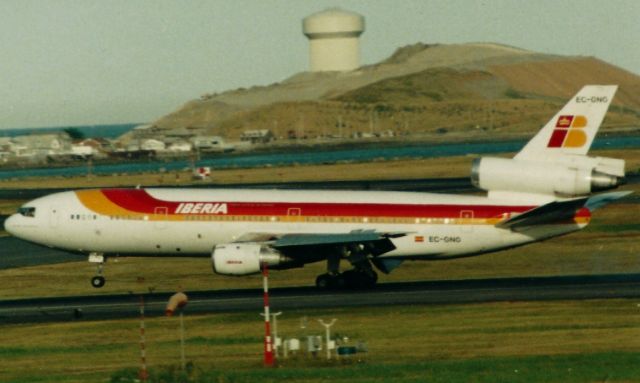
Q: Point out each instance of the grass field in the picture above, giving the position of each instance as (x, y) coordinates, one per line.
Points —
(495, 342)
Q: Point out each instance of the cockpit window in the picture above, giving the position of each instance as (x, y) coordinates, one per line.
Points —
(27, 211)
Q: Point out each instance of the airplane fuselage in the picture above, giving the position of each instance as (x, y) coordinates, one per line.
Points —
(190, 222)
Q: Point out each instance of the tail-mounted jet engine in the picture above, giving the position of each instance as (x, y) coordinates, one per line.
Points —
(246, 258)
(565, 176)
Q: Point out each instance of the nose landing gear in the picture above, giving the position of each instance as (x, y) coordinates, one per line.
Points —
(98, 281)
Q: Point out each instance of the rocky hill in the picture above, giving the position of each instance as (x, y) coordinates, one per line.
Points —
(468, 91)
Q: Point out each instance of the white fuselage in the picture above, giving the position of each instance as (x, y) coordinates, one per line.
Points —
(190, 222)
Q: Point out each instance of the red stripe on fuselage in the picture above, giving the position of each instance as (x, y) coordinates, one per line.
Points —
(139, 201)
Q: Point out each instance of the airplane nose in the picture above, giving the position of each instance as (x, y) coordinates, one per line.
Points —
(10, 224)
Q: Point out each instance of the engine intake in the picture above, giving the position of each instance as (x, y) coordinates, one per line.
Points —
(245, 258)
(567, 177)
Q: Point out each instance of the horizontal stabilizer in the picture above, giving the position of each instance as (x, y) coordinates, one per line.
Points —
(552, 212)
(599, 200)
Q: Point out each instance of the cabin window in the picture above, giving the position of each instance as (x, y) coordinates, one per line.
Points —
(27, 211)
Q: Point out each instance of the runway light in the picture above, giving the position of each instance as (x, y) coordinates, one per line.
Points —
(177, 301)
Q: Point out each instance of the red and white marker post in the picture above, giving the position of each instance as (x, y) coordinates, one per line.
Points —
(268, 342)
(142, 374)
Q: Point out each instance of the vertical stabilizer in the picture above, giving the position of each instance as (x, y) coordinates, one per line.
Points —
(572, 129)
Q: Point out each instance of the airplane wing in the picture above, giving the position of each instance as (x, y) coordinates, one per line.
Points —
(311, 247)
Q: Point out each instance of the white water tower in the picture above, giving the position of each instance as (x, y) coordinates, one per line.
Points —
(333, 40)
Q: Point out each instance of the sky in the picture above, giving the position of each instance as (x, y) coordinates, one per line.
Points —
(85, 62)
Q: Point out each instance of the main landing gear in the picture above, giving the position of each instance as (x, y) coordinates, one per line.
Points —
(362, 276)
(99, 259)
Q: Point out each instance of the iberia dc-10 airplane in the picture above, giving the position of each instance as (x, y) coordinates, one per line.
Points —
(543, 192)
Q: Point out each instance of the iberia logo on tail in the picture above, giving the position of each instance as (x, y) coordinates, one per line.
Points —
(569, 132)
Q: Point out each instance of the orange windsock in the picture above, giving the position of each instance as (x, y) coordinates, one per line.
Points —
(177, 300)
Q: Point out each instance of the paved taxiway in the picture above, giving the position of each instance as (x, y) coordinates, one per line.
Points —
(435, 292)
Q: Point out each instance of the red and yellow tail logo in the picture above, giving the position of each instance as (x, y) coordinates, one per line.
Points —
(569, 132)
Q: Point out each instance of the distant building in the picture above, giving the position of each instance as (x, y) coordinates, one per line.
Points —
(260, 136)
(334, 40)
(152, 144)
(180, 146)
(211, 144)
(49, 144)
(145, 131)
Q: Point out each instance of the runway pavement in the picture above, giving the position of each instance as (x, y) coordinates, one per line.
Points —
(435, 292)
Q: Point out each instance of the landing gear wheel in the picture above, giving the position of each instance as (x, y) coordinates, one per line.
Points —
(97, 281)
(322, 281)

REQUIREMENT →
Exact copy, no pictures: reproduce every record as it stands.

RESPONSE BELOW →
Q: Point out each instance of the grass field in the picture above, giving the position of each instance as (x, y) coordinates, one per line.
Points —
(495, 342)
Q: Point out each instance of the cockpit window in the picture above, giving the position of each instance as (x, y) coordinates, one per line.
Points —
(27, 211)
Q: Point out each instance of the airplane fuselage in the picture above, giving the position of each instance as (x, y) coordinates, one per line.
Points —
(190, 222)
Q: Point out each instance of the tail-mounted jet engine in the picture above, giving the position of each instance as (x, y) coordinates, one per line.
Points —
(246, 258)
(565, 176)
Q: Point out each instance of the nose landing gear in the picture above, giving the position of each instance as (x, y) coordinates, one per line.
Points —
(98, 281)
Q: Point out each instance of the rocky hill in the picture above, giving the position of each instance as (x, y) coordinates, one per line.
Points —
(468, 91)
Q: Point out each instance of the white fuselage in the picture above, giving the position of each instance as (x, y) coordinates, one per line.
Points —
(190, 222)
Q: Point out each instance of the red stripe on fuselage in the picture above, giving the position of each instance as (x, y) coordinates, one per line.
Points —
(139, 201)
Q: Point out each instance of the airplane nose in the picture above, giving the position of each instance as (x, y) coordinates, one per line.
Points —
(10, 224)
Q: Point out each instance of the engine intake in the picture above, giving the position of each instance as (x, y) coordinates, one per line.
Points —
(245, 258)
(567, 177)
Q: Point out each instance of the horizontal stabilizer in the picture above, giving the position of each instance as (x, y) coordinates, one per line.
Points —
(552, 212)
(599, 200)
Q: Point out each instance of the cabin window in the picture above, giving the position of each instance as (x, y) coordinates, one per line.
Points —
(27, 211)
Q: Point out each instance of the runway light in the picture above, giving the position of each instance as (x, y) coordinates, one per line.
Points —
(177, 301)
Q: Point out each instance of the red and white marker post in the picture above, giving the position of each instance as (x, y) coordinates, one per line.
Points —
(268, 342)
(142, 374)
Q: Point out each instance of the vertical stabilizer in the picture above, giving the position of each instance as (x, y) coordinates, one per line.
Points —
(572, 129)
Q: Point out each instance of the airplane wing in the picture above, giving the position of each instance as (x, y) coordinates, one per line.
Points —
(311, 247)
Q: Point out each instance of the white water tower in the picture above, giving the position of each instance as (x, y) coordinates, one per line.
Points —
(333, 40)
Q: Point out each instance of the sky in the picture above, giving the position of each instance as (x, y) coordinates, one per line.
Points —
(85, 62)
Q: Point out each instance of the main landing gear in the picture above, giving the position of each instance as (x, y) coordinates, one per line.
Points —
(362, 276)
(99, 259)
Q: Point out each instance of the iberia dc-10 airplane in the picture above, giving the position of each instance as (x, y) coordinates, one per line.
Points —
(543, 192)
Q: Point out each instance of the iberia logo on tail in the picture above, giving the position of each instance as (x, y) coordinates, one per line.
Points —
(569, 132)
Q: Point out each instance of the orange windsock in the picture above, giving the position of each instance as (x, y) coordinates, one per line.
Points —
(177, 300)
Q: Point out each instance of the paved taxiway in the picture above, giving the position of each instance as (x, y) coordinates, one per line.
Points —
(435, 292)
Q: Point out each instance of the red and yellow tail logo in the picture above, giving the position of each instance as (x, y) coordinates, one per line.
Points —
(569, 132)
Q: Point out each instance of the distant building in the picture above, giving the position of each instance as (x, y) coordinates, one per line.
Points —
(260, 136)
(334, 40)
(152, 144)
(180, 146)
(211, 144)
(49, 144)
(145, 131)
Q: Point out each instance of the runway pavement in the picture above, giving the position of each instance as (x, y) coordinates, one per line.
Points —
(435, 292)
Q: Point out each instance of the landing gear wheel in the picture above, giving the position of each instance as (x, y) coordinates, one per line.
Points —
(97, 281)
(322, 281)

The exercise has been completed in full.